Copy the records word for word from their first line through the line containing "[107,20,121,30]", including both.

+ + + + + + +

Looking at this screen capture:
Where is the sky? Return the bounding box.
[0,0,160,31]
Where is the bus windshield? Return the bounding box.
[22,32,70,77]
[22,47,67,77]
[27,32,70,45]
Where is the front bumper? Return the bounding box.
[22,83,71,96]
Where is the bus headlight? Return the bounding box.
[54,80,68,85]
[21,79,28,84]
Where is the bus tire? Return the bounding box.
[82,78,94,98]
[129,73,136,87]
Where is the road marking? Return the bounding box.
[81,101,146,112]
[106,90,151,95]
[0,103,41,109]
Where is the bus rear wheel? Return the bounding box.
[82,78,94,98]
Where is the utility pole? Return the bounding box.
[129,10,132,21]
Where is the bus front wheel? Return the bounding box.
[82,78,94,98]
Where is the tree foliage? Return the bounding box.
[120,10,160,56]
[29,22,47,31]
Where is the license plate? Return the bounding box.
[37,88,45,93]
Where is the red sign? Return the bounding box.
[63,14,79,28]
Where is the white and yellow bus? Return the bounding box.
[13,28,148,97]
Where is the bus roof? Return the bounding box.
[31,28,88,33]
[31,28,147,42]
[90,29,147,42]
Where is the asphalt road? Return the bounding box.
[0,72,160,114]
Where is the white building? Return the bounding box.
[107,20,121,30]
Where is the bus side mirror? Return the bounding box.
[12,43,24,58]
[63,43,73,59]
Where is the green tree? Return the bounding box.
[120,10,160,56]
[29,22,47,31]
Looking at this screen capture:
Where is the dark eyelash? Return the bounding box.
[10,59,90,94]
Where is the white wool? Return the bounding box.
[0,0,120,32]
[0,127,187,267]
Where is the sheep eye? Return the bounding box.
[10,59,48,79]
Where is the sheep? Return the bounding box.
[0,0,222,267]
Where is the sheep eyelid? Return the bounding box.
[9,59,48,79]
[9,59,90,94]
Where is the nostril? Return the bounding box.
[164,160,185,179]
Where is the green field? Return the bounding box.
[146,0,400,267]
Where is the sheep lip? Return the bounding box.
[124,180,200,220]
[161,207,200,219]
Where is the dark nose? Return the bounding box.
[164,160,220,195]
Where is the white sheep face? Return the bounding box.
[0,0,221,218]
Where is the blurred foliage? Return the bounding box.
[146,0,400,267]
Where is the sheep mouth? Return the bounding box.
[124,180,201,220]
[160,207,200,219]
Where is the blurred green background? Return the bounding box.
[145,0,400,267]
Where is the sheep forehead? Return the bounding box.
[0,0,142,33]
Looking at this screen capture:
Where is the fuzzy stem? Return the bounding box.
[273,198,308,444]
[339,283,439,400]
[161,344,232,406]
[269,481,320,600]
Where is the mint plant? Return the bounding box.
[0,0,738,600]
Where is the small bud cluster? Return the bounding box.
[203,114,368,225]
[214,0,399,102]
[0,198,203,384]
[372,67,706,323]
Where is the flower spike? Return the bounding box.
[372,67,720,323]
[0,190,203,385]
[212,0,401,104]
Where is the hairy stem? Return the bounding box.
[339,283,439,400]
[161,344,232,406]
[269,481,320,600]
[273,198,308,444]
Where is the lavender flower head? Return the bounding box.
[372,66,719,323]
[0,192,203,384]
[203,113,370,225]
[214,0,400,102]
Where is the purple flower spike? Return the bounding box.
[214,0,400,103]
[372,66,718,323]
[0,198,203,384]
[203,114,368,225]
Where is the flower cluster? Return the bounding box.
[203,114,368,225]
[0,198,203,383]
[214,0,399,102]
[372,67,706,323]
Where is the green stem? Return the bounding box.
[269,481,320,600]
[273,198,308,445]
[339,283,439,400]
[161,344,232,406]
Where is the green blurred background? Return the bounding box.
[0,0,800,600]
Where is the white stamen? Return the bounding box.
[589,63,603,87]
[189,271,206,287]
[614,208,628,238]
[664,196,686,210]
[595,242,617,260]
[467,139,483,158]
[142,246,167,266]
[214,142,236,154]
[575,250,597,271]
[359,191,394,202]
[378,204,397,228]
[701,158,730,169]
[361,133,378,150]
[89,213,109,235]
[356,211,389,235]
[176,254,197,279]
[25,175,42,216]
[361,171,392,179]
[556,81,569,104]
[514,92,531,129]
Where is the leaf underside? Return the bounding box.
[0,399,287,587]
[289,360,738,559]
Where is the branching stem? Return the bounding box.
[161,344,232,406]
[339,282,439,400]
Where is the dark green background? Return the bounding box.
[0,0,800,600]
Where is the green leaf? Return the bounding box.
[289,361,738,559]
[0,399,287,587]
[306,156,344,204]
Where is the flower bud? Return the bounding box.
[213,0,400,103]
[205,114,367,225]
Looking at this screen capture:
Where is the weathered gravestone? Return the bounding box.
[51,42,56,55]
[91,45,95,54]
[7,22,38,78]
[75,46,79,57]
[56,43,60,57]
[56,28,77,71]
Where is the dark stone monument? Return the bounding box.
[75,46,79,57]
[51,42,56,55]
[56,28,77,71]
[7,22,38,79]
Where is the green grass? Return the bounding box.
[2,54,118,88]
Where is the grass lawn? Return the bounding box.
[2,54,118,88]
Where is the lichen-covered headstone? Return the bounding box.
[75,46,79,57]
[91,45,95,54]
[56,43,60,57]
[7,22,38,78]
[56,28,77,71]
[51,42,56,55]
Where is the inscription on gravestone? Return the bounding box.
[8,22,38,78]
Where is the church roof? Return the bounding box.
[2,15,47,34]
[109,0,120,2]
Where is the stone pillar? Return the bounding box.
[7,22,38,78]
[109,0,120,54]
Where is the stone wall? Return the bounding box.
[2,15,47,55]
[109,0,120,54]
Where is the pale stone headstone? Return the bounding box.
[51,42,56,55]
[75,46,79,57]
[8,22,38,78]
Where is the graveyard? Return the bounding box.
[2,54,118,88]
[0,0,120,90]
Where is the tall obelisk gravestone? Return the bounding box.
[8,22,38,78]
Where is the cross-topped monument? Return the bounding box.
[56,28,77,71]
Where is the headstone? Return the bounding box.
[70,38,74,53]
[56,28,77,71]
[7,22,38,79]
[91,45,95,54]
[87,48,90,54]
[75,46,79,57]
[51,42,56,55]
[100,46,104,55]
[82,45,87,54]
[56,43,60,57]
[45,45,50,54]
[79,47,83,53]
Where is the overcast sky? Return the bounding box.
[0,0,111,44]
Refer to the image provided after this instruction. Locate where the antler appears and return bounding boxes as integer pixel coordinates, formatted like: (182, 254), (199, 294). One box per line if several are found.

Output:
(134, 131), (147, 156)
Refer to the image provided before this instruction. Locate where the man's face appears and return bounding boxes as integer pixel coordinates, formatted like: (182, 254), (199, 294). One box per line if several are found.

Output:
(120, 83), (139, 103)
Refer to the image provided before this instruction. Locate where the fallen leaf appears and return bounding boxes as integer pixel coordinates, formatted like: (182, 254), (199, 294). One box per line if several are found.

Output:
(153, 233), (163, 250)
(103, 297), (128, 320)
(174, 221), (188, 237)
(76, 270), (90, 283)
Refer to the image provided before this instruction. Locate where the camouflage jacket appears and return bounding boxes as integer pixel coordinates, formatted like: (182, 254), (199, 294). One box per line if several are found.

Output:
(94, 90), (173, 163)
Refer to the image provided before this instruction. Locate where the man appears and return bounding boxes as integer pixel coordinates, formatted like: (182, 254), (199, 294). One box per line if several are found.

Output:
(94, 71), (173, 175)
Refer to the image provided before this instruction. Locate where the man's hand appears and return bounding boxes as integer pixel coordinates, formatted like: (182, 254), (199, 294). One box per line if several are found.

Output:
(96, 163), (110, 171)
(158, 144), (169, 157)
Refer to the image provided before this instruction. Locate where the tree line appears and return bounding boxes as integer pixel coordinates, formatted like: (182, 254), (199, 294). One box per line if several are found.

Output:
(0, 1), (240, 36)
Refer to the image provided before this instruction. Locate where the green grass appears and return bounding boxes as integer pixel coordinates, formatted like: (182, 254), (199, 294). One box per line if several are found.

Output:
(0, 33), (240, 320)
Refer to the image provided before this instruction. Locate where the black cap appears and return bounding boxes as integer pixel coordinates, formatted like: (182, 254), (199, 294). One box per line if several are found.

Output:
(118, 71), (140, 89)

+ + + + + + +

* _The response_:
Looking at this screen capture:
Where is the sky? Return the bounding box.
[0,0,160,31]
Where is the bus windshield? Return the bounding box.
[22,32,70,77]
[22,47,67,77]
[27,32,70,45]
Where is the front bumper? Return the bounding box.
[22,83,71,96]
Where is the bus headlight? Return the bounding box.
[54,80,68,85]
[21,79,28,84]
Where is the bus tire? Return the bounding box.
[82,78,94,98]
[129,73,136,87]
Where is the road marking? Return the bounding box.
[81,101,146,112]
[106,90,151,95]
[0,103,41,109]
Where is the bus rear wheel? Return the bounding box.
[82,78,94,98]
Where is the utility pole? Return the bounding box.
[129,10,132,21]
Where is the bus front wheel? Return the bounding box.
[82,78,94,98]
Where is the tree foliage? Return the bounding box.
[120,10,160,56]
[29,22,47,31]
Where is the license plate? Return the bounding box.
[37,88,45,93]
Where is the red sign? Return the bounding box.
[63,14,79,28]
Where is the white and yellow bus? Return the bounding box.
[13,28,148,97]
Where is the bus roof? Return the bounding box.
[31,28,88,33]
[31,28,147,42]
[90,29,147,42]
Where is the asphalt road? Return the bounding box.
[0,72,160,114]
Where is the white building? Return the bounding box.
[107,20,121,30]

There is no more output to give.